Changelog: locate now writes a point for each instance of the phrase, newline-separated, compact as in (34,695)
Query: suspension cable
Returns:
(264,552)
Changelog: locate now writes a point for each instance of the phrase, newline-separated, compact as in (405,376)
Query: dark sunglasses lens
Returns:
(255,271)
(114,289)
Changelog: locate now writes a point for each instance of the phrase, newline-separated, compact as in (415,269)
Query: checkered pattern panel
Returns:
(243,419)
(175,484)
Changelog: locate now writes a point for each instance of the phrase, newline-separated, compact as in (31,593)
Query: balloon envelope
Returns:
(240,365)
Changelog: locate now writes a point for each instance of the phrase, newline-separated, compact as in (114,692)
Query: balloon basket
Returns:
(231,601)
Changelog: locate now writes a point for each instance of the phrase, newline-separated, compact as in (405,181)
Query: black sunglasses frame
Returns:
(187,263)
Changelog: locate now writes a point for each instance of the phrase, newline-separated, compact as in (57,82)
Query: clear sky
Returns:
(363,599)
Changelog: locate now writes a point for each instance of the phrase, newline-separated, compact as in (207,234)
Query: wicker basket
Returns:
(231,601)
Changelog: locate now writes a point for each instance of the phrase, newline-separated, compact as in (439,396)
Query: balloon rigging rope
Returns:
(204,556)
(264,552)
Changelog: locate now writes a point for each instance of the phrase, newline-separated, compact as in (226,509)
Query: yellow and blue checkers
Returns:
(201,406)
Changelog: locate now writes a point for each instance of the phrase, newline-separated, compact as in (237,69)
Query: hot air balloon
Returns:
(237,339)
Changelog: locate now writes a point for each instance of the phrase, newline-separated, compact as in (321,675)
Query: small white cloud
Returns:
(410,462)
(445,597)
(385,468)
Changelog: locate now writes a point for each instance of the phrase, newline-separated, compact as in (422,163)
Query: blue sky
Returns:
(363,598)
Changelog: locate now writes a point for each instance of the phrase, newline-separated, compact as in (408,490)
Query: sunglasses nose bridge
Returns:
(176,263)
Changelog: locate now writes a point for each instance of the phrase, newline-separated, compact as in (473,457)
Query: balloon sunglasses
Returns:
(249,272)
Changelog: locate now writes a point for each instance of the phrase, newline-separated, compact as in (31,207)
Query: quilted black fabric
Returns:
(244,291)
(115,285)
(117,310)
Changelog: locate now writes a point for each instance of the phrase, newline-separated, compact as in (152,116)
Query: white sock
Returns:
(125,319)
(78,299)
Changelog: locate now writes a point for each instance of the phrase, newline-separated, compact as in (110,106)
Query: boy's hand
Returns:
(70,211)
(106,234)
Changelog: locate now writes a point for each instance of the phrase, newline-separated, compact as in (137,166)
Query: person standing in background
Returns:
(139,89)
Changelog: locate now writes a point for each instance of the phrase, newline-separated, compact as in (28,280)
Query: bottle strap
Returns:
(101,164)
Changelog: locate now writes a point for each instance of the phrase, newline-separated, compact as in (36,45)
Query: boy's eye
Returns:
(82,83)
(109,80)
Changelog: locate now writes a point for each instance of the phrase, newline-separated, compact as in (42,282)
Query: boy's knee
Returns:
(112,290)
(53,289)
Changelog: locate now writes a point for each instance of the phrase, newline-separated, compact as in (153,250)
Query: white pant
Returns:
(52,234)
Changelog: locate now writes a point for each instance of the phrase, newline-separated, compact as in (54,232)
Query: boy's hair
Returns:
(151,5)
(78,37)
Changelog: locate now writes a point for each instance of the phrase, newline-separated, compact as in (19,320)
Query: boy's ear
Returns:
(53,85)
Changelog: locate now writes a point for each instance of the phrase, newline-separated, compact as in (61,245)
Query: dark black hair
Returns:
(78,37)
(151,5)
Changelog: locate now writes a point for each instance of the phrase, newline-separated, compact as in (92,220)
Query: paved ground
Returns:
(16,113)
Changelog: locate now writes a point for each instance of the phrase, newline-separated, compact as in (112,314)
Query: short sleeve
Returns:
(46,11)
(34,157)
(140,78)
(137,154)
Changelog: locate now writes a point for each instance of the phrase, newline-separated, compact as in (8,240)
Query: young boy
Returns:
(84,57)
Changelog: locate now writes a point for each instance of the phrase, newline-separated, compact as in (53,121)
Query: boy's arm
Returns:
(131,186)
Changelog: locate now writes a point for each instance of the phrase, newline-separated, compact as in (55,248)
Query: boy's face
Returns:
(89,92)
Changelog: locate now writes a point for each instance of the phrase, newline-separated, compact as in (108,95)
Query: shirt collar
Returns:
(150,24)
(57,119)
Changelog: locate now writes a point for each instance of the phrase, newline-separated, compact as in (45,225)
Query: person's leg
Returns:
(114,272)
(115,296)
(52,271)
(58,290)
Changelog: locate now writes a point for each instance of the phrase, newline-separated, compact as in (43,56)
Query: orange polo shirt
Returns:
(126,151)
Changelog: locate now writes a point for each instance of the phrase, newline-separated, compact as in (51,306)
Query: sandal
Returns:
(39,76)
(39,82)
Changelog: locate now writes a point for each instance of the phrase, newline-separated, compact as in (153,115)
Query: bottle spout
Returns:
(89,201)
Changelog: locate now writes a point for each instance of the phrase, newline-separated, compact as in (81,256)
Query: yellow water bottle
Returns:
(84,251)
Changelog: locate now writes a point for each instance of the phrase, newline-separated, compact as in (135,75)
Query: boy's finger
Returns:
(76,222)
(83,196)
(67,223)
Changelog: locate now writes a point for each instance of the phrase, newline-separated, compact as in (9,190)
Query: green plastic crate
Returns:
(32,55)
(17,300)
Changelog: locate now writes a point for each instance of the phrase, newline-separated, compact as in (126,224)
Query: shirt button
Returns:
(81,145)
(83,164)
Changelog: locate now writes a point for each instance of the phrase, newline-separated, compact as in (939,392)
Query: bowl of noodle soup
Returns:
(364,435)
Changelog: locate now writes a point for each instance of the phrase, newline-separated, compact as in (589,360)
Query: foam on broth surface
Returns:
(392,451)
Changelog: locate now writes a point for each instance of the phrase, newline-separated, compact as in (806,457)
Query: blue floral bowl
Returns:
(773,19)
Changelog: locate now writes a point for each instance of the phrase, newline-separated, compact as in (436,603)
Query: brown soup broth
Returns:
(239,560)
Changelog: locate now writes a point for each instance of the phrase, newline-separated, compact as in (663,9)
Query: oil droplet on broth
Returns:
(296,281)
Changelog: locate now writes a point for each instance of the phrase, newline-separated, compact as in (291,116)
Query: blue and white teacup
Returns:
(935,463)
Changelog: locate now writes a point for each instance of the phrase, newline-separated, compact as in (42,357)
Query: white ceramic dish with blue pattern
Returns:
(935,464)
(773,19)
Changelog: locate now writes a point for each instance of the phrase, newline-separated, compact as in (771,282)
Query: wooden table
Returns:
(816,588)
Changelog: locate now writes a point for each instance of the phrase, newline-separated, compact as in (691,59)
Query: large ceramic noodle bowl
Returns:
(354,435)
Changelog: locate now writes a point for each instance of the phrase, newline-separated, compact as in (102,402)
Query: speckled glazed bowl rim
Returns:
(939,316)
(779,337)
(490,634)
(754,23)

PROBLEM REQUIREMENTS = Each line above with the word "yellow" needs to be copied.

SOLUTION FOR THIS EXERCISE =
Query: yellow and blue checkers
Query: yellow water bottle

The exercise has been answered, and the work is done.